Object detection data:
============================================================

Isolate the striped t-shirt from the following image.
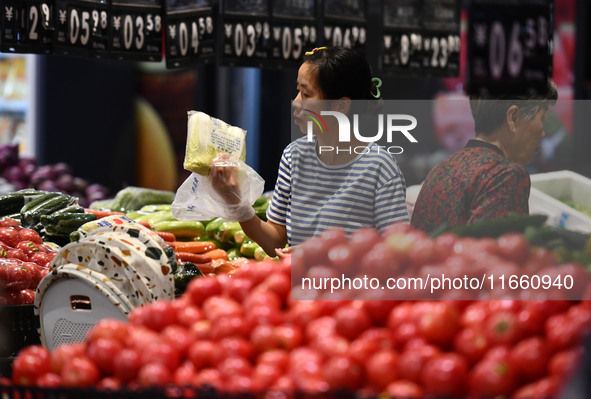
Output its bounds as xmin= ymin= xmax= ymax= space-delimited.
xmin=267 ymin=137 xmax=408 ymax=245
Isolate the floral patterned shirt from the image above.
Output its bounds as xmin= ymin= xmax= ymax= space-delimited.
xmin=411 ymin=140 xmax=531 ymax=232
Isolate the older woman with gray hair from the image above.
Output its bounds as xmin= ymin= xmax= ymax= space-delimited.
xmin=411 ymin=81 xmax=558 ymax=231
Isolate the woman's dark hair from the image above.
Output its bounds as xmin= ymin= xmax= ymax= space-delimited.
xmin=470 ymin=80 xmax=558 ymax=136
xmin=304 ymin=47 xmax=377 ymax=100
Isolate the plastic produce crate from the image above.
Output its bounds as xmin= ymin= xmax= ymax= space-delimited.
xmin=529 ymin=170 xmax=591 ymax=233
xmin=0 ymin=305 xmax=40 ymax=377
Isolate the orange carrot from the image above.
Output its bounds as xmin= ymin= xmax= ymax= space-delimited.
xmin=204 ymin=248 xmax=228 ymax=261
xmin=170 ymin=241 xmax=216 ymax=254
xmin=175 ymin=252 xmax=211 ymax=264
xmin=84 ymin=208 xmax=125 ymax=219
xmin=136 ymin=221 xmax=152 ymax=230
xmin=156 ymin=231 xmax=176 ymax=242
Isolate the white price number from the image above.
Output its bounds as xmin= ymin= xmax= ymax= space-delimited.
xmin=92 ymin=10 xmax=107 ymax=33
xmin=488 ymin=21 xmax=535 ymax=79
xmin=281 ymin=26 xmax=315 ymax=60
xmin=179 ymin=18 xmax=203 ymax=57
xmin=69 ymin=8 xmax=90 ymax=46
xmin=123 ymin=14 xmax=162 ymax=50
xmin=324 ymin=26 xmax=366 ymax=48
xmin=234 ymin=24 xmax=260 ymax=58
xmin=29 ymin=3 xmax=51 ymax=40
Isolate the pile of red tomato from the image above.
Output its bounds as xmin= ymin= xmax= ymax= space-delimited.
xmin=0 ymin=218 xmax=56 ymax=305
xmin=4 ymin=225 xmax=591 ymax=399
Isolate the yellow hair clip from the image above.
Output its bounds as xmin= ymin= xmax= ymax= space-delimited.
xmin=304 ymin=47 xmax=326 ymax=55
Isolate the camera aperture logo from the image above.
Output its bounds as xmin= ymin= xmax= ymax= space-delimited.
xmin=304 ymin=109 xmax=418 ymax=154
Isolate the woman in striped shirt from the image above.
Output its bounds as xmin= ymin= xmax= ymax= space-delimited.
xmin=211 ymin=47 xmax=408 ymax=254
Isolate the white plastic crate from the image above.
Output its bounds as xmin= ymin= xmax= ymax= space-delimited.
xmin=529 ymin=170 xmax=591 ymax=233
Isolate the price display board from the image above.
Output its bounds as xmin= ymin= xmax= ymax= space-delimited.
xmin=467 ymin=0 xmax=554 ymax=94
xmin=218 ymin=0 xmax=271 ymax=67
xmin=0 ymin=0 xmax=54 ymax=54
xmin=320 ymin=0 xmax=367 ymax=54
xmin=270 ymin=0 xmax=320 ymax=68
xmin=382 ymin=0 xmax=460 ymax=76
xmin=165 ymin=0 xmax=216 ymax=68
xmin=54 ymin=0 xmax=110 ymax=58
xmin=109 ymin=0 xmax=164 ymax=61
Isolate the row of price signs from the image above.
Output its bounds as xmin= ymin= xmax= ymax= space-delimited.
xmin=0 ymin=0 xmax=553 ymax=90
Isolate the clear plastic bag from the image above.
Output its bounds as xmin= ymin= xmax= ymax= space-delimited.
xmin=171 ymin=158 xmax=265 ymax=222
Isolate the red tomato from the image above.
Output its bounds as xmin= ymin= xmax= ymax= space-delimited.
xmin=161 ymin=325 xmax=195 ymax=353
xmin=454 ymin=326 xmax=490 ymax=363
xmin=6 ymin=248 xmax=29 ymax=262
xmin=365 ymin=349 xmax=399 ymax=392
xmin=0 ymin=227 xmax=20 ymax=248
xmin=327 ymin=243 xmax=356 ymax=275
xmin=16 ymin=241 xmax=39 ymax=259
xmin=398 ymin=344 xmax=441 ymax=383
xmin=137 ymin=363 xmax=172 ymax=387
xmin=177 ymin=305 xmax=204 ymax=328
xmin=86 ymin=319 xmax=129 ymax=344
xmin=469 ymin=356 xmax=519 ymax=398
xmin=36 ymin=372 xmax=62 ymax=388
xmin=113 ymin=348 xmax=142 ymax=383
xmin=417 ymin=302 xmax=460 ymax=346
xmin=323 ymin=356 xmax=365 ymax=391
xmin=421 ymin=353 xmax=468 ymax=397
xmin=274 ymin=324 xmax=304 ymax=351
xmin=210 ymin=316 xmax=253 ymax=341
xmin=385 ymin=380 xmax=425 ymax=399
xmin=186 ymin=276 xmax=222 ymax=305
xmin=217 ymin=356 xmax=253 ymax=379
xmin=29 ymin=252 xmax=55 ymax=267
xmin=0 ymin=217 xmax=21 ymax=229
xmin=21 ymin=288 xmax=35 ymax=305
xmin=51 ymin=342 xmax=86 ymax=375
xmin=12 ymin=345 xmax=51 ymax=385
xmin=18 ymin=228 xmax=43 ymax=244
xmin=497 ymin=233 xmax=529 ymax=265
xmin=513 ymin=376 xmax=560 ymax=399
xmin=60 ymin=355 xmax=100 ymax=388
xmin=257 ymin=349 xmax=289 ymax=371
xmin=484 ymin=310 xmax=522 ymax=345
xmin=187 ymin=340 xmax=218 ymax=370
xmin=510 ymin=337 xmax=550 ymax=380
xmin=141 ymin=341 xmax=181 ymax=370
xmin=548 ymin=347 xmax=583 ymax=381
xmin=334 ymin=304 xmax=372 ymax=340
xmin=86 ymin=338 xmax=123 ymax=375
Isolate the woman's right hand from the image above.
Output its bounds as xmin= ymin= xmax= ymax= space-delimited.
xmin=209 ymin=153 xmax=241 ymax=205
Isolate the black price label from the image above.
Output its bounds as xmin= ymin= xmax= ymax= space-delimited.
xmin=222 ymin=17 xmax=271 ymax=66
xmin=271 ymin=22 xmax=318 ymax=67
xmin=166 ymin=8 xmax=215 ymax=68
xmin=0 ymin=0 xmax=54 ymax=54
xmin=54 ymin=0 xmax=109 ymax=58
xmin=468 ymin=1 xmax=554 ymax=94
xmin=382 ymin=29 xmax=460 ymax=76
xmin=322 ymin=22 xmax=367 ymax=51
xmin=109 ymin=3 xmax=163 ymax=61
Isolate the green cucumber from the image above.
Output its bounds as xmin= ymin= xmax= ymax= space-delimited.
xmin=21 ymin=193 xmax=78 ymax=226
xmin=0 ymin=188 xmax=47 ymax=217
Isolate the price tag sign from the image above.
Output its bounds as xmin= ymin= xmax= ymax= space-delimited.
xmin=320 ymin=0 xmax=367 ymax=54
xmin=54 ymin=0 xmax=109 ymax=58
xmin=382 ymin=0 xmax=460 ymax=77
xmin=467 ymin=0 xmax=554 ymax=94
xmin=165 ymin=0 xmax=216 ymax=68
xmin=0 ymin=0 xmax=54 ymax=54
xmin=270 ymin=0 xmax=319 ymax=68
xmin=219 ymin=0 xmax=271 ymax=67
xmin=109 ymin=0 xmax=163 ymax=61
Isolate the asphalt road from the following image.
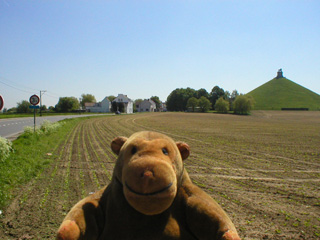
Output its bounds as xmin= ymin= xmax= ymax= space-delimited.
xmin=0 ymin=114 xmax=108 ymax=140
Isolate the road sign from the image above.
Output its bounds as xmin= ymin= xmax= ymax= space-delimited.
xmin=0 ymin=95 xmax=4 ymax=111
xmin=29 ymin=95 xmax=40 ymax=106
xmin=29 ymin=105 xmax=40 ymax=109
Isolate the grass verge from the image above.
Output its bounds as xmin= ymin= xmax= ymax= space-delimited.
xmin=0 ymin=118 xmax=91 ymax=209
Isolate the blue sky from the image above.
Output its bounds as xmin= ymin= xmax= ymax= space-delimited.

============================================================

Repeat the material from its first line through the line containing "xmin=411 ymin=81 xmax=558 ymax=231", inclusive, keeping the requests and shifting every bounding box coordinate in the answers up by 44. Leave the pictures out.

- **Exercise response**
Isolate the striped t-shirt from the following image.
Output its bounds as xmin= ymin= xmax= ymax= space-delimited.
xmin=311 ymin=181 xmax=452 ymax=289
Isolate the floral patterned shirt from the image above.
Output its bounds as xmin= ymin= xmax= ymax= space-delimited.
xmin=455 ymin=184 xmax=575 ymax=276
Isolate the older woman with gray hair from the image above.
Output its bounds as xmin= ymin= xmax= ymax= space-delimited.
xmin=455 ymin=125 xmax=602 ymax=275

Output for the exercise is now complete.